>>
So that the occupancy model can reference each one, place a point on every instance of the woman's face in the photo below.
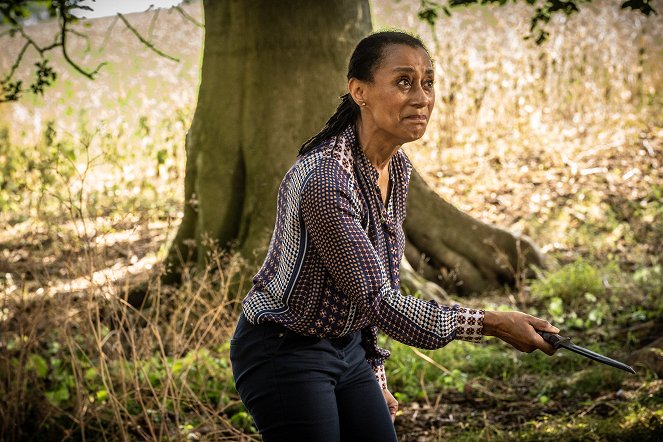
(400, 99)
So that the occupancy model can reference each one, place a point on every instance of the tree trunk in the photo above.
(448, 246)
(272, 73)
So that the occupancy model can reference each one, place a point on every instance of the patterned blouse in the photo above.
(333, 262)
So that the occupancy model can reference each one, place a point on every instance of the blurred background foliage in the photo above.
(561, 141)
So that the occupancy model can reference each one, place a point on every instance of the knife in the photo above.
(558, 341)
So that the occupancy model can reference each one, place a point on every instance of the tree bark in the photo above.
(462, 253)
(272, 73)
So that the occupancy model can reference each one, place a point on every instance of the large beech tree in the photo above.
(272, 73)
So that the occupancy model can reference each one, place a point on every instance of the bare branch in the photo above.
(108, 33)
(187, 16)
(145, 42)
(16, 63)
(150, 31)
(63, 40)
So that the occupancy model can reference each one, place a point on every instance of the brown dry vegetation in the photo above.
(563, 142)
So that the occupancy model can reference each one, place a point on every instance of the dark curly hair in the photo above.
(365, 58)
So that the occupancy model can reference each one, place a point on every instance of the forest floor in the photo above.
(50, 268)
(91, 195)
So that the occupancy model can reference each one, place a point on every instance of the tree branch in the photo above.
(187, 16)
(145, 42)
(65, 54)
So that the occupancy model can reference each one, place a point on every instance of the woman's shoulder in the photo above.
(333, 153)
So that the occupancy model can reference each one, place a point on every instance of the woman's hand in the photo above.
(392, 403)
(519, 330)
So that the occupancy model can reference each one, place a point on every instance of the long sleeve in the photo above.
(331, 212)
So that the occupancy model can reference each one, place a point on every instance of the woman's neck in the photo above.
(378, 150)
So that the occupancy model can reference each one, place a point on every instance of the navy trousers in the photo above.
(302, 388)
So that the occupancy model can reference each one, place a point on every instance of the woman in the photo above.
(304, 355)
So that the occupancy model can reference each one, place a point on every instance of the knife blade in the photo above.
(558, 341)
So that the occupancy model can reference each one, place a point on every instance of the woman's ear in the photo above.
(357, 90)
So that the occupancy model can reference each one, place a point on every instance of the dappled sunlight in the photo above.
(562, 143)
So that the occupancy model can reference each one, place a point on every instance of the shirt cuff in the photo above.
(381, 376)
(469, 324)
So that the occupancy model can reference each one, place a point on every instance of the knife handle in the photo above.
(553, 339)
<<
Work to be completed. Only the pictures should be left out; the rest of the material above must be repeated exactly.

Response area.
So that the occupancy model can reference each one, place a point on every instance of the woman's face in the photo below.
(400, 99)
So that the occupancy model can reference each one, place a point on every instance of the tree trunk in the photo above.
(448, 246)
(272, 73)
So that the occupancy model can reference each one, place a point on every instance of the patterned blouse in the photo above.
(333, 262)
So that the occupancy model can reference each one, place a point on every instance of the blurred background foliage in the photo above.
(561, 141)
So that the occupancy model can reference each one, place a point on every instance of the knife in the photo above.
(558, 341)
So that the occupancy model can reference each one, place a point on every instance of the tree bark in the photo above.
(462, 253)
(272, 73)
So that the occupancy model can reference each one, place a point on every instance of the large beech tree in the photo above.
(272, 73)
So that the occupancy model can reference each one, place a point on every instance of the bare branch in the photo above.
(108, 33)
(187, 16)
(145, 42)
(16, 63)
(150, 31)
(63, 40)
So that the occupancy model can reference each one, place a point on every instance of the brown dry vegetation in the photo above.
(563, 142)
So that the occupancy model can reference each one, place a point on every instance of the dark curly hair in the photo above.
(365, 58)
So that the occupancy model can reference each one, place a point on every instance of the forest floor in the photo above.
(50, 268)
(91, 195)
So that the occupancy model can reference each one, place a point on every instance of the tree branch in the photo above.
(187, 16)
(145, 42)
(65, 54)
So that the occupancy model can reference each one, place a point on every instance of the woman's shoulder in the photo above.
(333, 153)
So that the occupancy model can reference each one, place a point on every instance of the woman's hand in the photo above.
(392, 403)
(519, 330)
So that the occupancy model can reference each one, place a point on every instance of the long sleeve in the photo above.
(331, 212)
So that the occupancy model can reference each one, place a point on every instance of the woman's neck in the photo above.
(378, 150)
So that the occupancy model can reference each one, place a point on every instance of the navy trousers in the photo above.
(302, 388)
So that the occupancy model can reference each one, place a point on every instance of the woman in the photo above.
(304, 355)
So that the occupancy model can reference each one, place a point on every instance of the knife blade in the photo above.
(558, 341)
So that the occupancy model can reference each one, place a point on every instance of the woman's ear in the photo above.
(357, 90)
So that the occupancy model can reference each one, place a point on every instance of the dappled sunlight in the photo above.
(562, 143)
So that the occupancy model can reference each one, place a point on every instance of the shirt cuff in the photo above.
(381, 376)
(469, 324)
So that the occupancy model can reference each one, place a point on every instance of the knife handle in the photo above.
(553, 339)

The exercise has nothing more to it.